— start of SOURCE DOCUMENT —
Vice Minister of Housing and Urban-Rural Development
- In office June 2023 – December 2024

Personal details
- Born: July 1968 (age 58) Xuzhou, Jiangsu, China
- Party: Chinese Communist Party
- Alma mater: Nanjing University
- Occupation: Politician

= Wang Hui (politician, born 1968) =

Chinese politician

Wang Hui (Chinese: 王晖; born July 1968) is a Chinese politician who served as vice minister of the Ministry of Housing and Urban-Rural Development from 2023 to 2024. He previously held leadership positions in Jiangsu province, including as party secretary of Nantong.

== Biography ==
Wang was born in July 1968 in Xuzhou, Jiangsu. He studied history at Xuzhou Normal University (1987–1991), before earning a master's degree in Chinese philosophy at Nanjing University (1991–1994). He later obtained a doctorate in philosophy at Nanjing University while working.

From 1994 to 1997, Wang worked as a journalist for Nanjing Daily and Jinling Evening News. He subsequently entered government service, first in the Jiangsu Provincial Economic Restructuring Commission. Between 1997 and 2000, he pursued his doctoral studies and later served as deputy director of the Provincial Economic Reform Office's Research Center. He was also a visiting scholar at the University of Toronto and the University of British Columbia (2001–2002).
— end of SOURCE DOCUMENT —
— start of STORED RECORDS —
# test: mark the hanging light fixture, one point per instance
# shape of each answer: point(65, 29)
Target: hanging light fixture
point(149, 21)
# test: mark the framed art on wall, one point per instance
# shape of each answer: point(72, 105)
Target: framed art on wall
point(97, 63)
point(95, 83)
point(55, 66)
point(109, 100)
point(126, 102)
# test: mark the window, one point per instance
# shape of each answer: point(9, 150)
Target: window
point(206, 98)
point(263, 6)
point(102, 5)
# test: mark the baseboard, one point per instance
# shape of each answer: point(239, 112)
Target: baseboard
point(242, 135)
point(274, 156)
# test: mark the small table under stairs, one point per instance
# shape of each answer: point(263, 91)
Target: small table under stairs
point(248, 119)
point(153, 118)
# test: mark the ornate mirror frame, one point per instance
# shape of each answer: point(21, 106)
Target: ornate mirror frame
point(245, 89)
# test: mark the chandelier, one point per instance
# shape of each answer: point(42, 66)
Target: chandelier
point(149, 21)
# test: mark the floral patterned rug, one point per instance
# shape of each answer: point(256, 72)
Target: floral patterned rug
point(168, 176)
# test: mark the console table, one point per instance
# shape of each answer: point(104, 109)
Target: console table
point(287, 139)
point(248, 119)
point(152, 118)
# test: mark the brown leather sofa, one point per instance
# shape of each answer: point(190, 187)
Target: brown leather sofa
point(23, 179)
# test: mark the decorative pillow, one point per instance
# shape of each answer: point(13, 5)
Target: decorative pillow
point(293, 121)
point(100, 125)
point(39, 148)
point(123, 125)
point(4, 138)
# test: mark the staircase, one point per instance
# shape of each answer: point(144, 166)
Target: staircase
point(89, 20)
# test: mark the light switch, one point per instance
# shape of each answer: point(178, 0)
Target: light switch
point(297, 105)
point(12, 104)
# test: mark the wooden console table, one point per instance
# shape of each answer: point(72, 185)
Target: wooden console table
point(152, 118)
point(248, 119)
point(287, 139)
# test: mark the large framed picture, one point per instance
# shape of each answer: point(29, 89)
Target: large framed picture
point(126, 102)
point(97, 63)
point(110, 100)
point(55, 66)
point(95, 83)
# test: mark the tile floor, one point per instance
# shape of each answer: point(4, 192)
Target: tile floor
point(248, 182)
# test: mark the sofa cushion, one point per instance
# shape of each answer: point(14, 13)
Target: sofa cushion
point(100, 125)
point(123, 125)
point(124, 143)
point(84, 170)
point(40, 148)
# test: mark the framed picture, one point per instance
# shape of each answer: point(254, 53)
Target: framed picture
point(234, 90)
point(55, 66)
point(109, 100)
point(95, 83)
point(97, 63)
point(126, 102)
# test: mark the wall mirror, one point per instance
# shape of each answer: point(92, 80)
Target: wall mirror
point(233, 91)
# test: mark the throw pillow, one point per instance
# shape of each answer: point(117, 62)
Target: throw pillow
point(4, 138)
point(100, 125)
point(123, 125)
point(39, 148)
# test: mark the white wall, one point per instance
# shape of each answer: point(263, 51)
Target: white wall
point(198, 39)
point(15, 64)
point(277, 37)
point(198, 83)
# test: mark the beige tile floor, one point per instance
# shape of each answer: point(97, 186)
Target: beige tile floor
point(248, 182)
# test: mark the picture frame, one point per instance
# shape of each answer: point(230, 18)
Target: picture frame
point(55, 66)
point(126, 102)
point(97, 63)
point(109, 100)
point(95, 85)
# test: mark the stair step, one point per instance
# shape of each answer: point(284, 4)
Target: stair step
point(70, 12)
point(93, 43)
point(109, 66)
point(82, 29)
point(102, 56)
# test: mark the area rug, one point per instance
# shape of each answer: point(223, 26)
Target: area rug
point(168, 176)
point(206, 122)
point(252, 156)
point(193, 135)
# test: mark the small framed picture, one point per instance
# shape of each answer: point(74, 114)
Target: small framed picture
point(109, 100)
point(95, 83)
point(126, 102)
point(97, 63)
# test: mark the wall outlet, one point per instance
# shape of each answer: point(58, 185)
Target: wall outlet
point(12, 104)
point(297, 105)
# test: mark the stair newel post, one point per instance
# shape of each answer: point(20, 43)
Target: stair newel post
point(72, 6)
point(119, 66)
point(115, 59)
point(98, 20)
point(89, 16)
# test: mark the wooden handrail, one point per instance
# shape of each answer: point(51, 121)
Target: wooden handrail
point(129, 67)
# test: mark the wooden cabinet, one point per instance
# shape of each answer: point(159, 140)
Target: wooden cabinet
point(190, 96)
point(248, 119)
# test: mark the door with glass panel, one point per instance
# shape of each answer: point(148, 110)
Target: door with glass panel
— end of STORED RECORDS —
SHORT TASK 1
Say whether each statement agrees with the biography of Wang Hui, giving yes or no and quoting the deciding words. (a) Wang studied history at Xuzhou Normal University. (b) Wang worked as a journalist for Nanjing Daily from 1994 to 1997. (c) Wang earned his master's degree at the University of Toronto.
SHORT TASK 2
From the biography of Wang Hui, copy word for word the part that opens with the words containing "Personal details" and closes with "secretary of Nantong.".
Rely on the biography of Wang Hui alone.

FINAL RESULT 1
(a) Yes: "He studied history at Xuzhou Normal University (1987–1991)"
(b) Yes: "From 1994 to 1997, Wang worked as a journalist for Nanjing Daily and Jinling Evening News."
(c) No: "before earning a master's degree in Chinese philosophy at Nanjing University (1991–1994)"

FINAL RESULT 2
Personal details
- Born: July 1968 (age 58) Xuzhou, Jiangsu, China
- Party: Chinese Communist Party
- Alma mater: Nanjing University
- Occupation: Politician

= Wang Hui (politician, born 1968) =

Chinese politician

Wang Hui (Chinese: 王晖; born July 1968) is a Chinese politician who served as vice minister of the Ministry of Housing and Urban-Rural Development from 2023 to 2024. He previously held leadership positions in Jiangsu province, including as party secretary of Nantong.